Shokai stands up and bows too. "Yes, as always" replies.


----------



## Isida Kep'Tukari (Jul 5, 2004)

> The days pass. Around the palace servants go, court is held and soldiers are drilled and practiced. The Daimyo has excused you from all duties, expecting you to ready yourself for the return of the messenger.
> 
> You do so, the stables ensuring Joukai is as presentable as if he were preparing for a parade in front of the Emperor. Miko carefully prepares your travel garments and ensures the banner is clean and presentable, as befits a token of the clan from the Daimyo himself. In that time the houshold priest comes to you.
> 
> ...



  "I thank you Enlightened one.  I will remember what I see, and tell all that I can to the clan when I return."



> The messenger appears, fading back into existence much as he faded out.
> 
> Bowing he extends his hands.
> 
> "Are you ready to come with me? If so, take me to where we shall leave and I will take you to where you should be."



  "I am ready," she says.  Zokiro looks far different now than she did when she was at court.  Laced into her armor, her daisho at her side, and her heaven lotus phoenix tail in her hand, and perched atop her storm-gray warhorse, she presents a proper (if small) picture of a Dragon samurai.  

*Bunto and Miko follow on their mules as Zokiro leads them to the lands outside of the palace.*

"I am ready."


----------



## Paxus Asclepius (Jul 5, 2004)

Iegara leads the messenger to the stables, where the horse is already saddled and outfitted for a long journey.  "I am ready.  Lead me."


----------



## Goddess FallenAngel (Jul 6, 2004)

Sakura made sure to arrange have the messenger's horse and belonging readied for him. When he appears, she is relaxing, fully dressed and attired for travel.

She rises and leads him to where his mount is ready and where her belongings are readied. She steps into the _kago_ and it is lifted onto the shoulders of her _kago_-men.

"Lead me, then, to the destiny the spirits have foretold."


----------



## Karl Green (Jul 7, 2004)

*Kuni Akata, Shugenja*



			
				Ghostknight said:
			
		

> *Akata*​
> The monastery remains busy and the mundane life continues.  yasushi spends mre time researching, trying to find the origins of the brief legends he has found.  But no further light is shed, until the arrival of a travelling mystic, his feet bare, who approaches you during the mid day meal.
> 
> "Holy one.  I see that you have been summonsed by the one who guards us all.  Your aura burns with the thread that leads to him, even as other threads have been snapped and cannot be made anew.  Go to the Guardian Holy One, he is the protector of all.  Remember Holy one, the Shadow is as strong as the absence of the light, but with no light, the Shadow itself is defeated."
> ...





Without hesitation, Akata takes the messengers hand saying "*I am ready*"


----------



## Ghostknight (Jul 8, 2004)

*All*​
You go out with the messenger, to folow him to where ever he may lead.  He mounts and waits for you to mount/walk behind/enter your palanquin as the case may be.  Once you are ready he sets off, you following him.

Data records ->
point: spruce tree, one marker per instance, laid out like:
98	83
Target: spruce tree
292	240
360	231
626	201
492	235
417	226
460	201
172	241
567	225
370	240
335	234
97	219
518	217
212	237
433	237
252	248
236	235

Stated exercise 1 ->
In the roleplay thread, which usernames appear in the dated post headers?
Stated exercise 2 ->
Continue the roleplay thread from the end of Ghostknight's final post.
The items are separate material and have no connection to the roleplay thread.

Task answer 1 ->
Isida Kep'Tukari, Paxus Asclepius, Goddess FallenAngel, Karl Green, Ghostknight

Task answer 2 ->
But the world around you does not seem to follow the pace set.  The hooves of the messenger's horse not striking the ground, the world racing past in a blur.  It is but a matter of moments before the world slows down, and you find yourself in a mountainous area, following the messenger through the gates of a great monastery.  Even as you enter through the wide gates, so other messengers, leading others enter alongside you, the gates seemingly wide enough for all to travel through side by side, yet looking backthe gate seems but an ordinary one, only large enough to let through a single man at a time, it does not even look wide enough for a horse to pass through, let alone six, with space between them!

The messengers travel into a courtyard, stopping in a line.  Slowly each dismounts, turns to face you, bows, and dissapears like they did before.  A whisper of wind seems to carry the voice of the old man to you _Thank you_ together with the slight smell of burning incense.

Descending down into the courtyard is a group of men, each dressed as the abbot of a monastery, seemingly from all across the Empire and beyond.  They stop and bow.

"Chosen ones, please come with us.  We have much to discuss and time is running out."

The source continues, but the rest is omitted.